Text segment.

|---|

I spend way too much time thinking about, playing and listening to trombones and harmonicas. These two instruments grabbed me at different points in my life, and for different reasons.
Many of us had that elementary school experience around fourth grade - after playing "Hot Cross Buns" on ocarinas in third grade, a few students decided that they liked making quasi-musical noise. The band room was available for kids in 4th and 5th grade. I was one of those kids that was eager to goof around in with musical instruments - and kids in band got to leave the main classroom to work with the music teacher for a couple hours a week. That was the main draw for most of us.
On that day early in the fourth grade school year that kids could claim instruments, I had a cold. I stayed home from school for a couple of days. By the time I returned, all of my favorite instruments had been claimed by other kids - the trumpets were gone, the saxophones were gone, the violins were gone. There was a collection of sad orphan instruments - violas, French horns, and trombones. I picked a trombone as the "least worst" instrument available.
Well, I was ambivalent about the trombone for a while. It was an awkward instrument - the slide was hard for short 9-year old arms to manipulate. It was a long horn and I had a tendency to bump into other musicians in the band. I sounded like crap - thin tone and generally off-pitch. I had enough musical awareness to know that I sucked. I didn't quit, though. I had caught the music disease and the trombone was my instrument.

|---|

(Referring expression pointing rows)
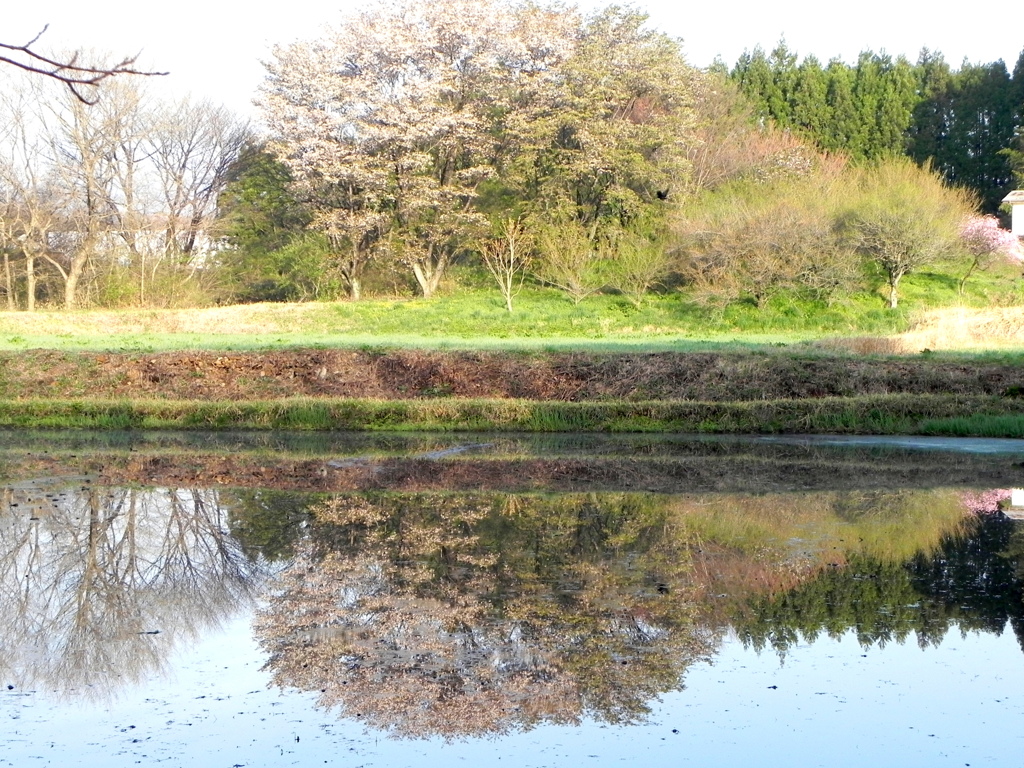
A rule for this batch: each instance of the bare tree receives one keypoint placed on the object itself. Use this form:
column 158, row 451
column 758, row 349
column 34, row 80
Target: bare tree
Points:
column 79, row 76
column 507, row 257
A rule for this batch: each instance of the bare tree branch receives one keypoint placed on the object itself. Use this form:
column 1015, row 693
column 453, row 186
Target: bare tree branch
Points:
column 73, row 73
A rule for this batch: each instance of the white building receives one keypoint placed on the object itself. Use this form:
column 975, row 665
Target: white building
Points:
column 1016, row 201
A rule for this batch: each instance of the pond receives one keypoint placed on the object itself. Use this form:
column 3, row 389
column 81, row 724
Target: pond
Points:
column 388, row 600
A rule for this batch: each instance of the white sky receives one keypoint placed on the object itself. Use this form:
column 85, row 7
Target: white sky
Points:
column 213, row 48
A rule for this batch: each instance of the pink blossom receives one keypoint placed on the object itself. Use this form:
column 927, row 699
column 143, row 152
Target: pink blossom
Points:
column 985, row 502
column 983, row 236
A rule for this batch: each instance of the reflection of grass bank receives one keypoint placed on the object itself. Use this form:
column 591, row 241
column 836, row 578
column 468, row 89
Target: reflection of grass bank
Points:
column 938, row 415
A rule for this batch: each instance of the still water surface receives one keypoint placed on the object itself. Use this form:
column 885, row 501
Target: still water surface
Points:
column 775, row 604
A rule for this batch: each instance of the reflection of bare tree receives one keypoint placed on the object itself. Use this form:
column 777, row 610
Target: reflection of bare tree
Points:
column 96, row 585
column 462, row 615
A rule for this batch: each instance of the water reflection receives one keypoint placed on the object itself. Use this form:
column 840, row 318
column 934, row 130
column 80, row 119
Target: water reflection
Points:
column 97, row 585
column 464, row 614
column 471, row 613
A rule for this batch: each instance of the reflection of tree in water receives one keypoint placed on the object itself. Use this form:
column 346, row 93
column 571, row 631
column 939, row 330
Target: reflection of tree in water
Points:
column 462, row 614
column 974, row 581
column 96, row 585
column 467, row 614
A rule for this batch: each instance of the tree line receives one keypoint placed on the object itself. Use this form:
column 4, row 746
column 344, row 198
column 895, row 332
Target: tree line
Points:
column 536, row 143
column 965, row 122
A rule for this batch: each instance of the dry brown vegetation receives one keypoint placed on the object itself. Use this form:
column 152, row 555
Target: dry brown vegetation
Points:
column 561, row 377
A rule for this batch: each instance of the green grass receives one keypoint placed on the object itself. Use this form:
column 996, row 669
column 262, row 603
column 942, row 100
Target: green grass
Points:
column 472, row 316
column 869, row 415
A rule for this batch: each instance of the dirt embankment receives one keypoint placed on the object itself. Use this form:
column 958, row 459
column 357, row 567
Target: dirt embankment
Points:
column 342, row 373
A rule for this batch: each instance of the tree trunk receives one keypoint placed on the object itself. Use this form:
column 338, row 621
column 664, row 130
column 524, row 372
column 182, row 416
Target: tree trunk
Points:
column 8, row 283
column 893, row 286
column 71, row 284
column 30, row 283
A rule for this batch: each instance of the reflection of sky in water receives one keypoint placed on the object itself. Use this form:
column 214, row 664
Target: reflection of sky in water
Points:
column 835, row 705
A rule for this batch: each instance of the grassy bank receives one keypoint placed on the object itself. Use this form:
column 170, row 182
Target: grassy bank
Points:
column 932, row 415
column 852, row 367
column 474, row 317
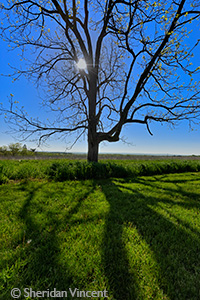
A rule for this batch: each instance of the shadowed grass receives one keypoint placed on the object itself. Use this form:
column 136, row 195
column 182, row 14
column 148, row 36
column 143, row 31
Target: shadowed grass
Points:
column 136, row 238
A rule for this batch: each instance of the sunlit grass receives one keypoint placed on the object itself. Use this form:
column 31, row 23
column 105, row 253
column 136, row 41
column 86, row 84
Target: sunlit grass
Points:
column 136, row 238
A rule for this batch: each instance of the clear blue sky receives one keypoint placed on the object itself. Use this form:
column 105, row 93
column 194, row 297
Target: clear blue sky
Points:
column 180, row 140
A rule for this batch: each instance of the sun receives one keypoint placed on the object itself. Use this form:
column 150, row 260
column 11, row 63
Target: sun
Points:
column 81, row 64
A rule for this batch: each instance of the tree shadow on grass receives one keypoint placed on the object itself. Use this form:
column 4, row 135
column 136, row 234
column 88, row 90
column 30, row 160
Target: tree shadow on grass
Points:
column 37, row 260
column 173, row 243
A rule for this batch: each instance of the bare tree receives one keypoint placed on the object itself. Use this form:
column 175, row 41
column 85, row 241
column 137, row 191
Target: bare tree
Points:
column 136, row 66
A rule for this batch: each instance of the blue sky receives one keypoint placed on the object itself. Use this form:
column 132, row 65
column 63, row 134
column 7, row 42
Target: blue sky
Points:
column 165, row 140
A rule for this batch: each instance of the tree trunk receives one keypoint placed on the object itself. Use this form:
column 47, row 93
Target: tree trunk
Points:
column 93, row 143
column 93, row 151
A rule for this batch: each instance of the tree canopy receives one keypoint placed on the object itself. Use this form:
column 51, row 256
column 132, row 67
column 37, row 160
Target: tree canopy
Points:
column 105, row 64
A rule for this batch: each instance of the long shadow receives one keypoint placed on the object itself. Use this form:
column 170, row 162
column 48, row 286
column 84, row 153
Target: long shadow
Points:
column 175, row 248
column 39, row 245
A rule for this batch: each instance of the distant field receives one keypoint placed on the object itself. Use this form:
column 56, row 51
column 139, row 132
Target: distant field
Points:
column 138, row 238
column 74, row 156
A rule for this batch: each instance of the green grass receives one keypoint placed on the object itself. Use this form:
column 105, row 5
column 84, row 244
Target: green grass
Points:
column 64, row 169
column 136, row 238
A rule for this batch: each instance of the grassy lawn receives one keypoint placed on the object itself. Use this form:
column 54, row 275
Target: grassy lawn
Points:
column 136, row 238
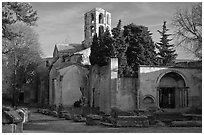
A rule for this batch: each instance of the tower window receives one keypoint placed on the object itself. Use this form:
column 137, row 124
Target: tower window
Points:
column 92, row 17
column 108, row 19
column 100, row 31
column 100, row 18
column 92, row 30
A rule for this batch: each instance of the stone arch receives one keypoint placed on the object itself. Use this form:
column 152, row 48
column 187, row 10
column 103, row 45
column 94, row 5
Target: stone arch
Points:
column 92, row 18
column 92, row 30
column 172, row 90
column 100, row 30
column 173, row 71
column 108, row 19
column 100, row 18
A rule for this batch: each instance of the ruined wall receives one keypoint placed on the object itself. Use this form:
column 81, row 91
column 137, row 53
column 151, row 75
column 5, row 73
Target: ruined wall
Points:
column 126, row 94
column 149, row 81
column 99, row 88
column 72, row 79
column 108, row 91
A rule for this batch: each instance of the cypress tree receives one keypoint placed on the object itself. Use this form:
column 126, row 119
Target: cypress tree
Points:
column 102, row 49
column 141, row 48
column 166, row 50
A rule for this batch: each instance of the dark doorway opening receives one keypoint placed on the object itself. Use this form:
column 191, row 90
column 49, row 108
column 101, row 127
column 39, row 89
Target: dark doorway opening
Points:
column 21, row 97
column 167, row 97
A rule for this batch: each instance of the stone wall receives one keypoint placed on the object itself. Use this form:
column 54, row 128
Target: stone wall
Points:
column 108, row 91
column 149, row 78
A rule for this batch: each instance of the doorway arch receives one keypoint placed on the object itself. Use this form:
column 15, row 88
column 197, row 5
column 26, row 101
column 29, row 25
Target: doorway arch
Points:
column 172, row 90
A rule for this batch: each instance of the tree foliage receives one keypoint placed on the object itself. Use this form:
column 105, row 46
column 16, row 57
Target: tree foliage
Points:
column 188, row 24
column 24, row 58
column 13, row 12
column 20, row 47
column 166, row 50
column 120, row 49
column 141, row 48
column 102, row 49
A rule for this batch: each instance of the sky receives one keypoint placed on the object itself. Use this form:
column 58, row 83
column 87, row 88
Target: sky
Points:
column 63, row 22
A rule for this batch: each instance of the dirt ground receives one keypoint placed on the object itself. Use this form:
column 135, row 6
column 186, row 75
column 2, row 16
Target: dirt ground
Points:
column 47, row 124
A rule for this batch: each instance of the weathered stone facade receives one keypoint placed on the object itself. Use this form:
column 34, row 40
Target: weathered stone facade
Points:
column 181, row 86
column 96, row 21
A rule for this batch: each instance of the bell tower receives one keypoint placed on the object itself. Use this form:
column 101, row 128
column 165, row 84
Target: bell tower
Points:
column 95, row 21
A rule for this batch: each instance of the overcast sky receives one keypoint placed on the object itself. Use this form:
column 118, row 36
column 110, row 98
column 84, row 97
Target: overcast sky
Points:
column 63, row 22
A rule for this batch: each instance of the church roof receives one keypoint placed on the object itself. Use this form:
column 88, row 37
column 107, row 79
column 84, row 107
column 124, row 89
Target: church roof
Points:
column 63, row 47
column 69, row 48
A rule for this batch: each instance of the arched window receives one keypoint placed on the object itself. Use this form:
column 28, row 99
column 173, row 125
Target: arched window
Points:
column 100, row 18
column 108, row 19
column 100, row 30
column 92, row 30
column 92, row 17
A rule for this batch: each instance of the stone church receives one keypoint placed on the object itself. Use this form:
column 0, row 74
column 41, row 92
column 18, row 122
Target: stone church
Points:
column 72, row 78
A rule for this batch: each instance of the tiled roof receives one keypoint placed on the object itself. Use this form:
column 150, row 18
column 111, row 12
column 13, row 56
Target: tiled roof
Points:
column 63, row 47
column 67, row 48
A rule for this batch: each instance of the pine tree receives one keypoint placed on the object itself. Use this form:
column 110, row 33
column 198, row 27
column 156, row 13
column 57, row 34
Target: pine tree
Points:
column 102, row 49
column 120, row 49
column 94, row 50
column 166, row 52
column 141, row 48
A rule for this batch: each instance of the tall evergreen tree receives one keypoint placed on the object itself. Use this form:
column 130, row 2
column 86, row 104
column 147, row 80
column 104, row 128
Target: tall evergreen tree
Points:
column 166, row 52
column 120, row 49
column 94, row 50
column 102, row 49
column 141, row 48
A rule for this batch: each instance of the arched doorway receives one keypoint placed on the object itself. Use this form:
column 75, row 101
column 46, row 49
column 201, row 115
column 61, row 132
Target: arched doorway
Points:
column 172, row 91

|---|

What to do.
#1 In the trombone essay, repeat word for word the stretch from "Well, I was" through "was my instrument.".
#2 Sum up the trombone essay in two sentences.

Outputs by task.
#1
Well, I was ambivalent about the trombone for a while. It was an awkward instrument - the slide was hard for short 9-year old arms to manipulate. It was a long horn and I had a tendency to bump into other musicians in the band. I sounded like crap - thin tone and generally off-pitch. I had enough musical awareness to know that I sucked. I didn't quit, though. I had caught the music disease and the trombone was my instrument.

#2 The writer spends a lot of time on trombones and harmonicas and missed the fourth-grade day for claiming band instruments because of a cold, so the trombone ended up being the "least worst" one left. Though the instrument was awkward and the writer sounded bad at first, the writer didn't quit, having caught the music disease.